1 Choose ViewModels the dataset
2 Define golden set expected behaviors
3 Generate output candidate tests
4 Judge matches candidate vs target
5 Score and loop keep or discard

From verdict to number

The judge's verdict has to become a score.

So far the judge only tells us which proposed tests matched the golden set and which were missed. That is a qualitative read. The loop needs a single number it can compare across rounds.

Counting matches alone is misleading: a prompt could pad the output with dozens of weak ideas and rack up matches, or stay too cautious and miss most of the target set. We need a score that punishes both failure modes.

F1- Our metric

The loop needs a numeric score.

Precision tells us how much of the generated plan was useful. Recall tells us how much of the golden set it found. F1 combines those two into one target score.

That single number is what lets the loop compare prompt changes without a human manually reviewing every round.

The run

The eval loop is the measurement engine.

For each round, the agent uses the current prompt to inspect the ViewModels and generate test ideas. The judge compares those ideas to the golden set and returns the score.

Now every prompt edit can be evaluated the same way, against the same ViewModels, with the same scoring logic.

The rule

The decision is intentionally simple.

If a prompt change improves the score, the loop keeps the README edit. If the score drops or the run fails, the loop discards the change.

That keep-or-revert rule is what turns the eval into an optimization process.

The search

Then the loop repeats.

Once a change is kept or discarded, the agent proposes another prompt tweak and runs the same process again.

Over many rounds, the loop searches for instructions that make the skill better at identifying the right unit-test ideas.

The point

This gives prompt work a real feedback loop.

Without an eval, prompt changes are mostly judged by intuition and spot checks. This setup gives every change the same benchmark.

The question was whether that feedback signal was strong enough for an automated loop to discover useful prompt improvements.

What happened

64 rounds. 11 keeps, 47 discards.

The chart here is generated locally from the same run table used by the dashboard.

What the trajectory shows

Most of the gain came late, on the third branch.

The first branch (apr24b) crept up from the 0.228 baseline into the high‑0.20s. The second branch (apr24c) pushed past 0.30 by reshaping how tests get scoped and named. The biggest jump came in the third branch (apr24d), where switching from "more coverage" to "fewer, sharper tests" took the score from the mid‑0.30s to a peak of 0.480.

→ ACTIVITIES
(a) Change "benchmark" to "yardstick" in the part of the text on the prompt-evaluation loop that opens with "This gives prompt" and closes with "useful prompt improvements.", and give that part again.
(b) In the text on the prompt-evaluation loop, what peak score did the third branch reach?
(c) Pick up the text on the prompt-evaluation loop after its final sentence and keep writing it.

→ ENTRIES SUPPLIED
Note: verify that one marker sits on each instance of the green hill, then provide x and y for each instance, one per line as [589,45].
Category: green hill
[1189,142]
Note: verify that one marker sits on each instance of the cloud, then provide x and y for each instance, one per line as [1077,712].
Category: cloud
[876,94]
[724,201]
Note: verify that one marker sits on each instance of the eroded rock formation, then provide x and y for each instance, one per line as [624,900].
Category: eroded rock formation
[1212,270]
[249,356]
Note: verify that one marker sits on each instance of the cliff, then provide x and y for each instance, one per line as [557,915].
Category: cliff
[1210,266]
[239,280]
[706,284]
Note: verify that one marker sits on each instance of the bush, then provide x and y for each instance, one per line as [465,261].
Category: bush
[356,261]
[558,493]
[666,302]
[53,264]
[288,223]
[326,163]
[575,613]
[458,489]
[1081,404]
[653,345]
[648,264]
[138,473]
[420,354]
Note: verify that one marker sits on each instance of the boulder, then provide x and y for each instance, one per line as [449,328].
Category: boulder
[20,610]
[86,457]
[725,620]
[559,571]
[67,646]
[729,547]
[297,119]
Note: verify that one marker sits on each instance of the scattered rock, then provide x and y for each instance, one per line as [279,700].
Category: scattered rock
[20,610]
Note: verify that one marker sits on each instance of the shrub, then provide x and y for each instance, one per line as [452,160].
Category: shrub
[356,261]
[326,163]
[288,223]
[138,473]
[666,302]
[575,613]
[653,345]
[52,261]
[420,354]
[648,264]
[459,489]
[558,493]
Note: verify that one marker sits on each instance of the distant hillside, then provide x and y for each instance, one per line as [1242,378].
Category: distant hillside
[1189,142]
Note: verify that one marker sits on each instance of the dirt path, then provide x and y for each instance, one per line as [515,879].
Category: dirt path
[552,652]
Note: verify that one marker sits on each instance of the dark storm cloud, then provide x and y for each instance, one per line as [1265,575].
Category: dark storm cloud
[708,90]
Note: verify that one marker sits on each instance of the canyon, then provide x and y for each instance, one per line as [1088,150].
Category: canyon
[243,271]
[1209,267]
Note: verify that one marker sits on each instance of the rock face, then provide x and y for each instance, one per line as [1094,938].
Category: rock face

→ RESPONSES BY ITEM NUMBER
(a)
This gives prompt work a real feedback loop.

Without an eval, prompt changes are mostly judged by intuition and spot checks. This setup gives every change the same yardstick.

The question was whether that feedback signal was strong enough for an automated loop to discover useful prompt improvements.

(b) 0.480

(c)
The curve is not a smooth climb. Long stretches of discards sit between every keep, and a handful of rounds crash outright. The loop spends most of its time learning what does not help.

What kinds of edits worked

Narrowing scope beat adding examples.

The kept edits cluster around a single idea: tell the skill to test fewer things, more precisely. Pruning rules, scoping by what the View actually consumes, requiring validation tests, and skipping async / navigation / error categories all stuck. Adding worked examples, longer naming guidance, or stricter target counts mostly did not.

You can see this in the output volume. The baseline generated 161 test ideas. The best run generated 67. The loop learned that being more selective was the highest‑leverage change it could make.

Round by round

Prompt edits, kept or discarded.

Pick any experiment round to compare the full prompt Markdown before and after that edit. The diff is generated from the README change for that round.

apr24d / round 30

Skip async/nav/error

Kept F1 0.480
Base prompt Before this round
Updated prompt After this round

Limitations and what's next

Treat this as a proof of concept.

The gain is real on this benchmark, but the benchmark is small: a fixed set of ViewModels, a single golden set, and an LLM judging another LLM's output. The loop could be quietly fitting to the judge's preferences instead of to better tests.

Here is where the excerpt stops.